§ **Tujuan 1**:
Tuliskan ulang tanpa mengubah apa pun bagian bacaan tentang hukum makan kepiting di bawah ini, mulai dari kata-kata "Pandangan tersebut bukan" dan berhenti setelah kata-kata "dinyatakan haram dikonsumsi.".
§ **Tujuan 2**:
Ambil baris-baris dari daftar di bawah dan ulangi persis seperti aslinya, mulai dari baris yang memuat "teal and black jersey | locate" sampai baris terakhir daftar itu. Kedua baris itu ikut disalin.

§ **Bacaan**:
++++++++++++++++++++

Apakah Kepiting Halal atau Haram? Ini Penjelasan KH. Muhammad Faiz

Apakah Kepiting Halal atau Haram? Ini Penjelasan KH. Muhammad Faiz

Apakah Kepiting Halal atau Haram? Ini Penjelasan KH. Muhammad Faiz

Kepiting merupakan salah satu hidangan laut yang banyak digemari masyarakat, baik karena rasanya yang gurih maupun nilai gizinya yang tinggi. Namun di balik kelezatannya, muncul pertanyaan yang cukup mengusik hati sebagian umat Islam: apakah kepiting halal untuk dikonsumsi?

Pertanyaan ini bukan sekadar soal selera atau budaya, melainkan menyangkut prinsip dasar dalam Islam tentang kehalalan makanan. Dalam sebuah program tanya jawab yang disiarkan oleh salah satu televisi swasta, KH. Muhammad Faiz—Katib Syuriah PBNU dan Ketua MUI DKI Jakarta—memberikan penjelasan mendalam terkait isu ini.

KH. Faiz memulai penjelasannya dengan kisah pribadi yang menunjukkan betapa kuatnya pandangan tradisional terhadap hukum makanan tertentu. “Saya lahir dan besar di keluarga yang mengharamkan kepiting,” ungkapnya. “Kakek, nenek, dan paman-paman saya selalu menganggap kepiting itu haram.”

Pandangan tersebut bukan tanpa dasar. Ia berakar dari warisan keilmuan mazhab-mazhab fikih klasik. Dalam mazhab Hanafi misalnya, kepiting dianggap sebagai hewan yang menjijikkan (mustakhbath) karena bentuk dan perilakunya. Maka, segala sesuatu yang dianggap menjijikkan, meskipun hidup di laut, tetap dinyatakan haram dikonsumsi.

++++++++++++++++++++

Baris data
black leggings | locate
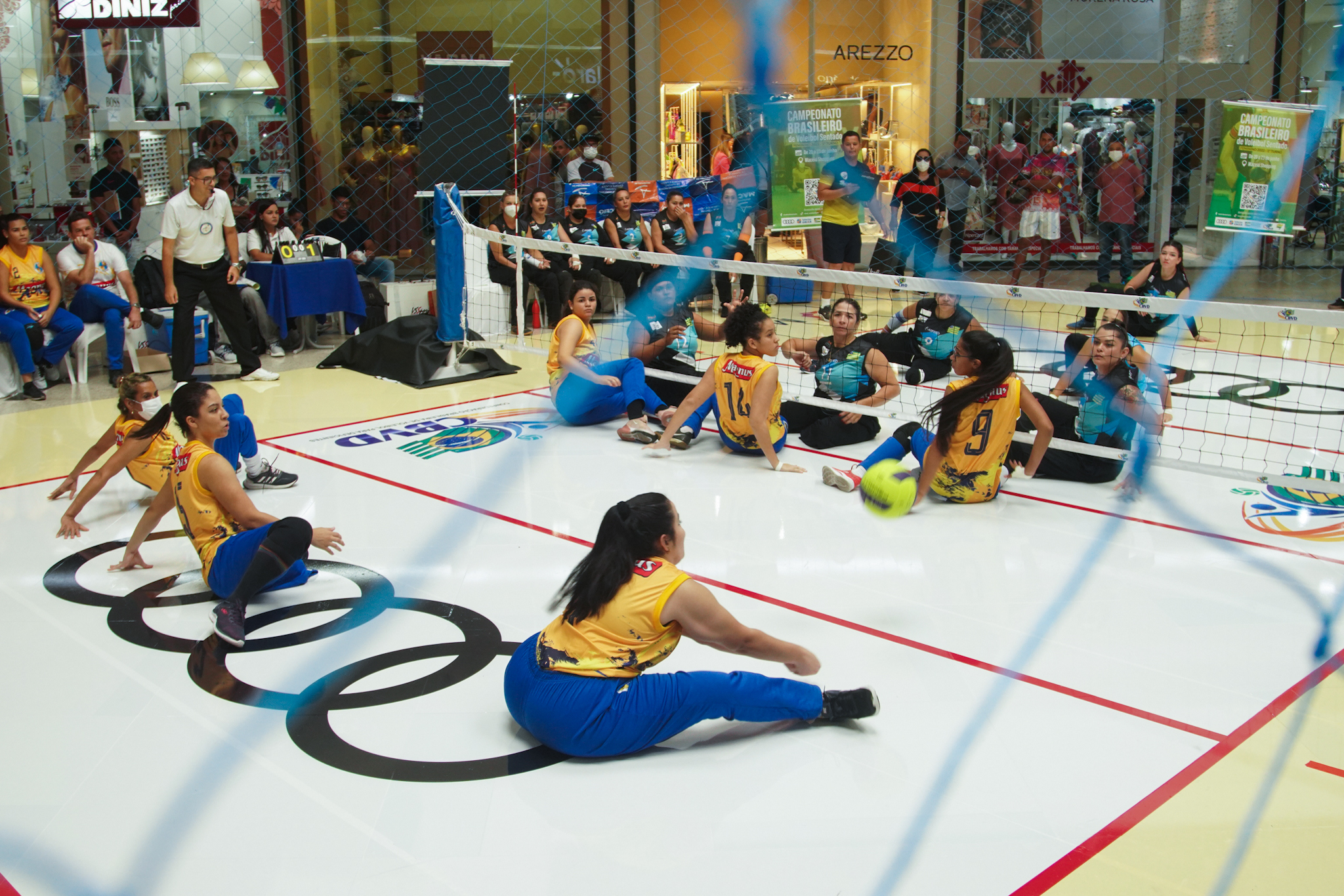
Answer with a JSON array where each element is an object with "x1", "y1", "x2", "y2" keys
[
  {"x1": 1008, "y1": 392, "x2": 1125, "y2": 482},
  {"x1": 870, "y1": 331, "x2": 952, "y2": 383},
  {"x1": 780, "y1": 401, "x2": 879, "y2": 449},
  {"x1": 228, "y1": 516, "x2": 313, "y2": 607},
  {"x1": 713, "y1": 239, "x2": 755, "y2": 305}
]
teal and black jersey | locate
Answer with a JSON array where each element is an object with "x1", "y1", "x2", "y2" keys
[
  {"x1": 1074, "y1": 361, "x2": 1139, "y2": 449},
  {"x1": 813, "y1": 336, "x2": 877, "y2": 401},
  {"x1": 914, "y1": 298, "x2": 976, "y2": 361}
]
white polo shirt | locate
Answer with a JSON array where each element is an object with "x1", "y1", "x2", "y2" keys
[
  {"x1": 56, "y1": 239, "x2": 129, "y2": 298},
  {"x1": 159, "y1": 190, "x2": 235, "y2": 264}
]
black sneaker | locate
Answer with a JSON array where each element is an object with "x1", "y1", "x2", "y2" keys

++++++++++++++++++++

§ **Jawaban Latihan 1**:
Pandangan tersebut bukan tanpa dasar. Ia berakar dari warisan keilmuan mazhab-mazhab fikih klasik. Dalam mazhab Hanafi misalnya, kepiting dianggap sebagai hewan yang menjijikkan (mustakhbath) karena bentuk dan perilakunya. Maka, segala sesuatu yang dianggap menjijikkan, meskipun hidup di laut, tetap dinyatakan haram dikonsumsi.

§ **Jawaban Latihan 2**:
teal and black jersey | locate
Answer with a JSON array where each element is an object with "x1", "y1", "x2", "y2" keys
[
  {"x1": 1074, "y1": 361, "x2": 1139, "y2": 449},
  {"x1": 813, "y1": 336, "x2": 877, "y2": 401},
  {"x1": 914, "y1": 298, "x2": 976, "y2": 361}
]
white polo shirt | locate
Answer with a JSON array where each element is an object with "x1", "y1", "x2", "y2" keys
[
  {"x1": 56, "y1": 239, "x2": 129, "y2": 298},
  {"x1": 159, "y1": 190, "x2": 235, "y2": 264}
]
black sneaker | locate
Answer with a JSON array where each element is an object with "x1", "y1", "x2", "y2" keys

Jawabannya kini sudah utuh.